*Instructions for the task*
Copy all of the entries below word for word, leaving out the pictures.

BEGIN Given data

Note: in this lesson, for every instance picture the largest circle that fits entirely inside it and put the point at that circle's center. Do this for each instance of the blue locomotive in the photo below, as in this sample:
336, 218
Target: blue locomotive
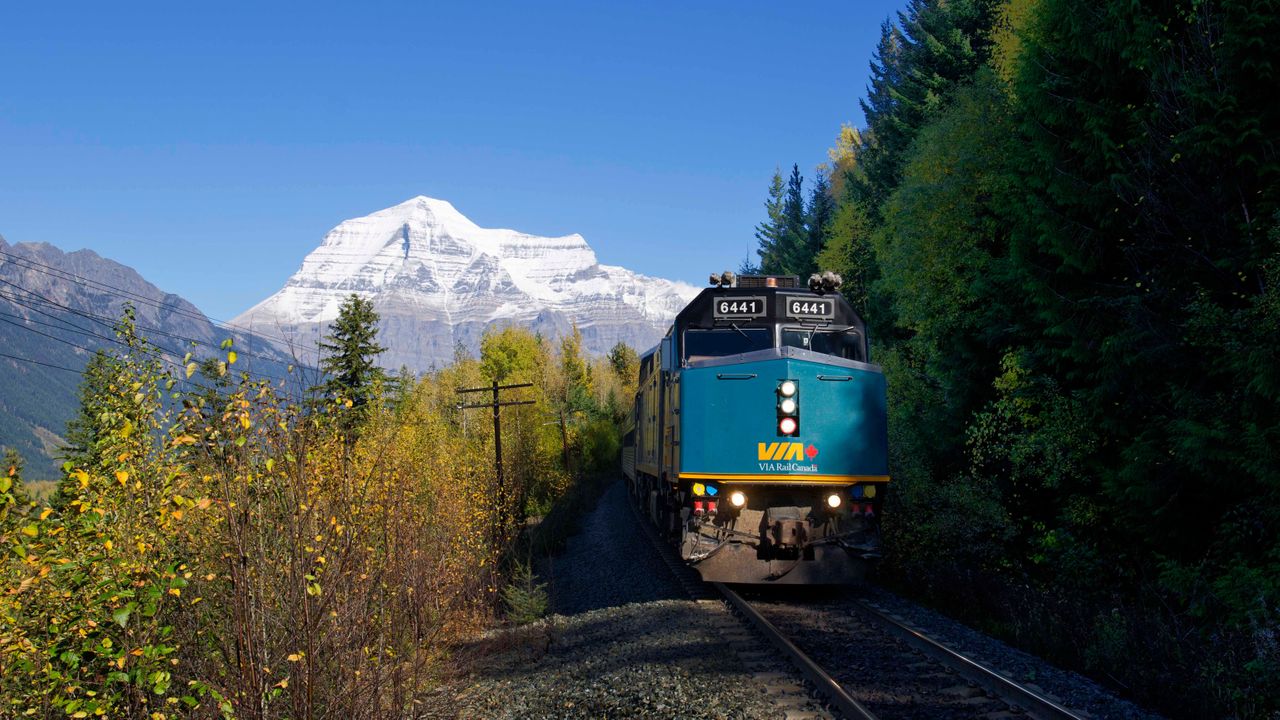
759, 440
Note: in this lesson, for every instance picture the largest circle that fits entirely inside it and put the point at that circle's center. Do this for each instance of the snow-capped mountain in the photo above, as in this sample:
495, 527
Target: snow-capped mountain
438, 279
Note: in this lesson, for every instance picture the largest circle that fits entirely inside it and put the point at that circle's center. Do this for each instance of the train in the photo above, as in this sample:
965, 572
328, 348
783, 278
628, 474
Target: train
758, 442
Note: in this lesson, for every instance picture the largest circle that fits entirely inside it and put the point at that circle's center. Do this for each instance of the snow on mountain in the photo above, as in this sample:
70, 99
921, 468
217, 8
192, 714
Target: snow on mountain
438, 279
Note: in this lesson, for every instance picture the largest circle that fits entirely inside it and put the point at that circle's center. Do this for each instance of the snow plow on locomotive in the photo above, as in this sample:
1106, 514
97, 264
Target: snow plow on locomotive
759, 438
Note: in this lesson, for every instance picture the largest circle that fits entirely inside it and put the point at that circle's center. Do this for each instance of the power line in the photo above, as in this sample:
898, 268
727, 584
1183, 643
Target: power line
67, 274
159, 358
108, 323
39, 363
152, 350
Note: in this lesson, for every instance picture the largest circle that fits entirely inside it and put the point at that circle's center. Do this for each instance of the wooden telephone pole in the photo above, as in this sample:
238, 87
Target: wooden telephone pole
497, 424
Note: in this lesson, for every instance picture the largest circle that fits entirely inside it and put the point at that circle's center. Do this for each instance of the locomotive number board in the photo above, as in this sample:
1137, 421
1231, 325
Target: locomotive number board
810, 308
739, 308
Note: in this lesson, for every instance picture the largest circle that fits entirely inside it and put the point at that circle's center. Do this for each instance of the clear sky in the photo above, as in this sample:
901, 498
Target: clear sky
210, 146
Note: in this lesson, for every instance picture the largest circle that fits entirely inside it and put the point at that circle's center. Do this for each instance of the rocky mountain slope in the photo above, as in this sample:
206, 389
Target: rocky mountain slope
438, 281
56, 309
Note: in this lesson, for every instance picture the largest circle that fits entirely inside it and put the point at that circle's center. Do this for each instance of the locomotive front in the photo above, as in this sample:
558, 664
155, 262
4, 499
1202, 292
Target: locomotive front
760, 442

END Given data

*Written answer*
Note: in this lesson, for every instance picture the largest circle that fits entirely inside it and put the point at that circle's center. Do this for each instance of the blue locomotive in the photo below, as in this sample:
336, 218
Target: blue locomotive
759, 440
Note: in this lesson, for every instance picture the largest circle that fits entirely inside it and put the point at that circle's center. Do this for each instance of the snow-capped mountain in the photo above, as in this sample:
495, 527
Target: snow-capped mountain
438, 279
Note: in this lesson, for every instance picture the largest circle that fits entirely inside it and put the point at that circle's center. Do this for each instance of the train in the photo above, as in this sample:
965, 572
328, 348
783, 278
628, 474
Target: train
758, 442
Note: in this lesson, for every instance picture the largest circle that fits entirely inside it and put the point at that circle's center. Do this for each instance of the snow on mountain in the photo above, as in this sample:
70, 99
921, 468
217, 8
192, 714
Target: snow on mountain
438, 279
Note: in this lesson, for every instance picture the largest circle that fits entirely inside it and put the point at that circle's center. Do this for each instance of the snow plow on locomotive in the photo above, as in this sample:
1106, 514
97, 264
Target: snow plow on locomotive
759, 438
Note: in this lesson, for every instance picture the largest circle that fits entirely inside it and put the point at that circle's center. Do this for each instance of the power line in the photo above, as in this sample:
898, 268
727, 584
1183, 643
Target: power line
67, 274
159, 358
108, 323
39, 363
152, 350
Note: in this lesson, for every instance picture the largest circle that fits entirely inside it and put the point at that circle's center. Do this for each instance of the wooden telephone pole in the photo above, as in this sample:
238, 87
Target: wooden telephone pole
497, 424
Note: in this lesson, for every instance picture the largest circle that fits entirely inside it and put the point at that circle's center. Do this for each instance of the locomotive number board in the photo above, as in this sample:
1137, 421
1231, 325
Target: locomotive number board
810, 308
739, 308
Note: in this lesson, for every instance picture the largest circle that fits entirely inside it and put the point at that circle's center. Do this for each instance of the clear sky in the photo above, as in this sample:
901, 498
Target: clear sky
210, 146
Note: in this lesson, for every instance picture the largest circle that fits entirely inside it and put the point at that circle's center. Do this for each instance of the rocky mountain slope in the photo above, as in this sample:
206, 389
Target: rocky mountain slope
438, 281
56, 309
Note: in this lesson, for every instance picture the largest circle that fits entirely inside it and put the point at that circle's center. Do this for each instance of the locomotive front in the photo above, as in this sample:
558, 664
155, 262
4, 499
1202, 292
Target: locomotive front
760, 442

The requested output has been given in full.